◆ TO BE DONE
Put the stretch from the start of the entries below through the line containing "[59, 12, 184, 205]" into a numbered list, skipping blank lines and leaving out the pictures.

◆ MATERIAL TO PROCESS
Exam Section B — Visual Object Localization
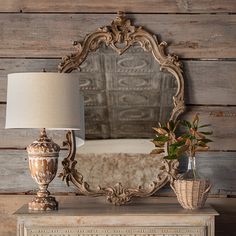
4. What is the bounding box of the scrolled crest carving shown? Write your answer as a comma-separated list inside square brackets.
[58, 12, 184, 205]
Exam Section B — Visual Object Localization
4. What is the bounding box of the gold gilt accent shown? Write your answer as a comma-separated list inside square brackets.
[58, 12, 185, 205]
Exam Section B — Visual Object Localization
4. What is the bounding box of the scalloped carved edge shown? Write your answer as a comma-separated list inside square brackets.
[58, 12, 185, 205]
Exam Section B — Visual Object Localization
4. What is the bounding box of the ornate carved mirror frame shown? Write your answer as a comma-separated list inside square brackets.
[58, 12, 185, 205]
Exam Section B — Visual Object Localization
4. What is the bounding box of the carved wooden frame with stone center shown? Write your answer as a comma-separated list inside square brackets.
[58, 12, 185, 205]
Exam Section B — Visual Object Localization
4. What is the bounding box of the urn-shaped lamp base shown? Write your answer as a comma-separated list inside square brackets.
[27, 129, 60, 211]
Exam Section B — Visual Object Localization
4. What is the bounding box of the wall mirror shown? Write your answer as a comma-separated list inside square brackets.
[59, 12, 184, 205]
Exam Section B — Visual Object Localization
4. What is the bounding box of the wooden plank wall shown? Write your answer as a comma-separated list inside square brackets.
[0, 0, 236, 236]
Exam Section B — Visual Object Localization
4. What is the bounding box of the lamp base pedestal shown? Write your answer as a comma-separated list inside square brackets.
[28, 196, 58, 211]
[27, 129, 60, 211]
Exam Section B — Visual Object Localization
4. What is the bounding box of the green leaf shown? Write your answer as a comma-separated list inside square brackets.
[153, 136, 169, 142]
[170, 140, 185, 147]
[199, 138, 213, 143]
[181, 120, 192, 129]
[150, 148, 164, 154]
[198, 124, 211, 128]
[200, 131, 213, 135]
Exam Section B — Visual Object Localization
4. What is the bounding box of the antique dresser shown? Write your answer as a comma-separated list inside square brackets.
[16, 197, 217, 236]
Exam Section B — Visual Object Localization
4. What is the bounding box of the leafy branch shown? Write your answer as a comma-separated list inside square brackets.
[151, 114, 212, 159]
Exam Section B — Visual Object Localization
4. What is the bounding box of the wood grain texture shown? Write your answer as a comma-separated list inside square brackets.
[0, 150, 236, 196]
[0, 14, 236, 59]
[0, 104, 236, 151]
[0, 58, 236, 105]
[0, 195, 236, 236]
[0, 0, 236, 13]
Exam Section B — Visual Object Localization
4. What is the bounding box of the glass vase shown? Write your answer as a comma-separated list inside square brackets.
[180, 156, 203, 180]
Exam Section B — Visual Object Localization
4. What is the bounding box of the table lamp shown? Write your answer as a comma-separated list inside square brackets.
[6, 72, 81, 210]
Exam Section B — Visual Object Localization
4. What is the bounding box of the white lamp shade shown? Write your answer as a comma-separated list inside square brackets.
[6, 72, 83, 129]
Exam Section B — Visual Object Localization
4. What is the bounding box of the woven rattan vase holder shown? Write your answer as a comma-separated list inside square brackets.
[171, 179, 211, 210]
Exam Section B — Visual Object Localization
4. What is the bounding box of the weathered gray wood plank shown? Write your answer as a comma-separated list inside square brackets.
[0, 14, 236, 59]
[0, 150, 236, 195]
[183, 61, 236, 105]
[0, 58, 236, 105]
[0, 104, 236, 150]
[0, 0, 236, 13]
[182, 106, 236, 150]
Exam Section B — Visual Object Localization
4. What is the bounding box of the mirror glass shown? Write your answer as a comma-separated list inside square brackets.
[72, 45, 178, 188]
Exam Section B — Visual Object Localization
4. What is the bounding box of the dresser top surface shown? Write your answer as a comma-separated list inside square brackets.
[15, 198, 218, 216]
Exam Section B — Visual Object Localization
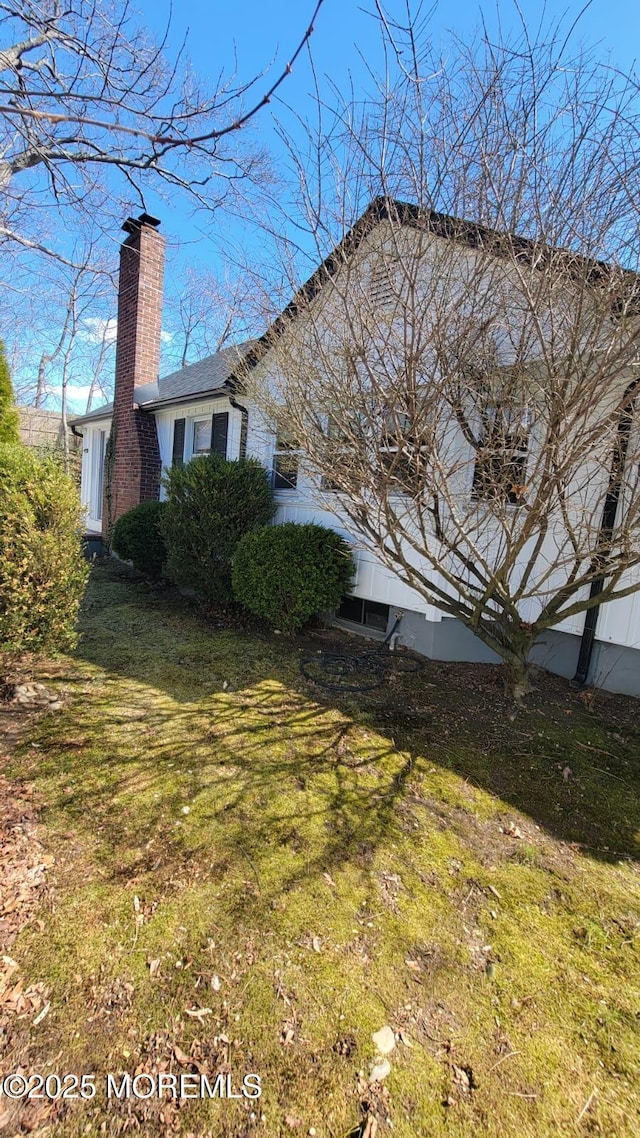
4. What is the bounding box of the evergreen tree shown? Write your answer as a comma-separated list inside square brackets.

◆ OUTPUT OF THE TASK
1. Exam Section B — Visual Object Localization
2. 4. What is the bounding box of the scrolled crest carving shown? Write your answer as a comma-separated list inside square brackets.
3. [58, 12, 184, 205]
4. Exam Section B — Visual Object Localization
5. 4. What is the bounding box of the gold gilt accent shown? Write your answer as a comma-separated list inside square brackets.
6. [58, 12, 185, 205]
7. Exam Section B — Visual Object Localization
8. 4. What is the bounding box of the scalloped carved edge shown? Write your answer as a comma-separated list inside square brackets.
9. [58, 12, 185, 205]
10. Exam Section B — Visual Object Localization
11. 4. What is the bounding box of the ornate carved mirror frame shown? Write your answer as a comma-separated list inside square brackets.
12. [58, 12, 185, 205]
13. Exam Section B — Visual Object Localization
14. 4. What is the bounding box of the carved wooden frame with stone center shown? Write your answer as a comma-separated list inside square brackets.
15. [58, 12, 185, 205]
16. Exam Section B — Visual Object Localization
17. 4. What is the bounding box of the urn-shaped lamp base shown? Write your answer as a comma-separated list inside square brackets.
18. [27, 129, 60, 211]
19. Exam Section B — Visual Object Localization
20. 4. What is the bounding box of the wall mirror shown? Write your answer as a comma-separated list inside square brackets.
21. [59, 12, 184, 205]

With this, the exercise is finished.